- Travail demandé:
a: Répondez brièvement à ces questions d'après l'historique de l'orgue :
(i) Qui inaugura la restauration confiée à Bossier, et à quelle date ?
(ii) De quelle ville venait Robert Boisseau ?
(iii) Quel événement arrêta Philippe Hartmann ?
b: Rédigez la suite de l'historique de l'orgue en repartant de sa dernière phrase.

- Texte source:
+-------+

Un orgue symphonique de moyenne importance

En 1870, les marguilliers envisagèrent de consulter A. Cavaillé-Coll, comme le faisaient ceux de Chaumont. Mais, depuis que Jaquot-Jeanpierre avait installé l'orgue de choeur de Saint-Martin (1869) et réalisé d'autres travaux dans l'Aube, le facteur de Rambervillers (Vosges) savait s'imposer en cultivant l'art de la négociation. Un premier devis (1 1.3.1877) de 18300 F fut proposé, puis un second (13.12.1878) de 18000 F pour un orgue de 29 jeux sur 3 claviers et pédale (SM 1 1 2) qui servira de base au Marché du 22.2.1879 (SM 1 1 3) conclu pour 17700 F (SI 26, 102, 175, 209 ; cf tableau des " Compositions comparées "). Comme de coutume, le constructeur se réserva l'entretien (SM 114), jusqu'au moment où Bossier obtint la confiance de Désiré Béreau (1890 + 1962), le talentueux titulaire nommé en 1918 (SI 127). Cet organier, alors mieux apprécié que la postérité ne le reconnaît aujourd'hui, se vit confier une restauration qu'inaugura André Marchal le 18.10.1931 (c'est ainsi que disparut le cromorne de Lété, remplacé par un ramassis de tuyaux destinés à constituer un Nazard), SI 103, 182.

Un type d'orgue du XXème siècle

Dès la nomination de l'actuel titulaire, un projet de reconstruction fut envisagé, l'orgue de Jaquot-Jeanpierre et Cie n'offrant plus qu'une mécanique infidèle au service d'une palette sonore assez pauvre, quoique non dépourvue d'une certaine poésie. Le choix de l'esthétique et des procédés de construction dépendirent de celui du facteur, qui résulta lui-même de divers rebondissements imprévisibles.

Robert Boisseau, de Poitiers, fut le premier facteur recommandé (devis du 21.1.1963 pour un orgue de 37 jeux sur 3 claviers et pédale). Ses plans, livrés le 28.2.1963, sacrifiaient le buffet de 1539 en ne conservant du meuble que sa façade afin d'agrémenter - en l'améliorant - celle de Jaquot. Le dessin que fit de ce projet H.Kuhnowski, si réussi fût-il, ne pouvait toutefois faire admettre la quasi destruction d'un meuble du XVIème siècle, quoique non encore classé (cf reproduction ci-contre).

Philippe Hartmann, facteur d'orgues à Rainans (Jura), opposa diverses propositions (6 plans de 1963 à 1966 ; SM 11 5 à 11 8), fort séduisantes à certains égards, sans cependant respecter le fond du vieux buffet ni les côtés de la tribune. Une disposition compatible avec les impératifs de la conservation rigoureuse d'un mobilier très estimable fut enfin trouvée (SI 121), après que les travaux de facture d'orgue aient été commencés. Mais une faillite (1 967) arrêta le facteur, pourtant passionné par son projet.

+-------+

- Les données:
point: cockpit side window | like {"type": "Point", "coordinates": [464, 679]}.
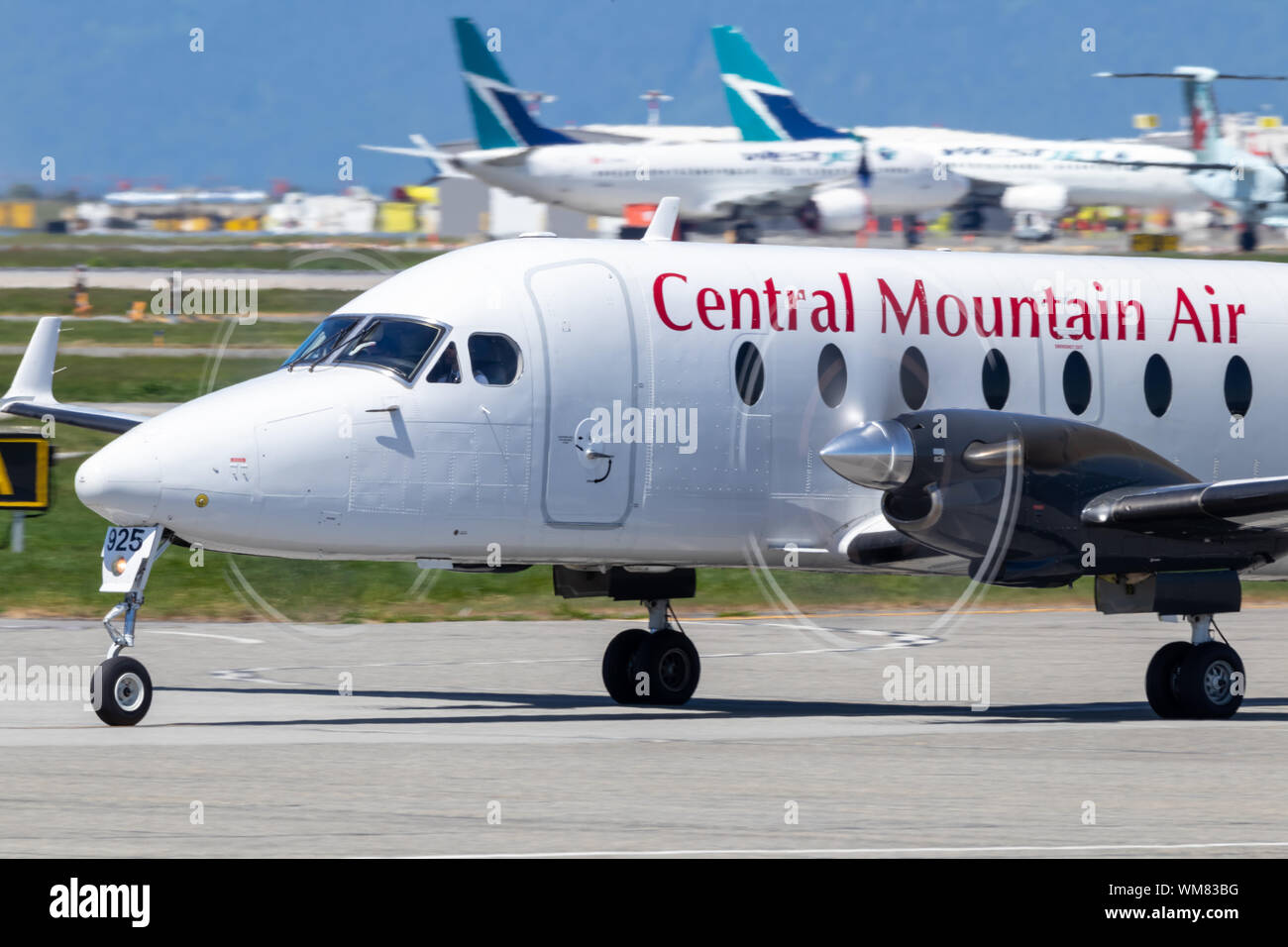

+-------+

- Résultats obtenus:
a:
(i) André Marchal, le 18.10.1931.
(ii) De Poitiers.
(iii) Une faillite.

b:
Athanase Dunand, de Villeurbanne, avait travaillé à Saint-Joseph de Troyes (1963-1968) D'abord appelé à expertiser les travaux interrompus de Philippe Hartmann, il fut invité ensuite à les conduire à leur terme. Le 4ème projet du facteur franc-comtois (24.11.1967), prévoyant 49 jeux sur 4 claviers et pédale, fut réduit à 40 jeux (devis définitif d'A.Dunand du 10.4.1969 ; SM 11 9-120). Le Marché fut signé le 5.6.1969 (SM 121) et les travaux furent achevés le 13.12.1970 (SM 59, 60, 122 à 124, 162 à 164). Ce fut le dernier ouvrage d'un facteur arrivé en fin de carrière : chant,du cygne auquel il voulut donner le meilleur de lui-même en y associant son fils et successeur.

Culte et culture

Cette Voix de l'architecture ne correspond à aucun pastiche français ou étranger, mais suit naturellement l'histoire du mobilier et de la tuyauterie conservée pour atteindre une aptitude à l'exécution de la musique du XXème siècle, d'où certaines dispositions techniques nouvelles (cf discographie), sans exclure d'autres approches possibles.

Ces voix multiples d'hier, assemblées à celles d'aujourd'hui, permirent une redécouverte de l'acoustique des édifices troyens du XVIème siècle et de celui-ci en particulier, exceptionnellement favorable à la musique, d'où les concerts fréquents qui y sont donnés depuis 1971 (SI 217).

La beauté toute simple de l'architecture champenoise, baignée des harmonies matinales de l'orgue comme des ors du soleil couchant, est unique, et concourt à servir la prière et l'art autant qu'on y soit attentif.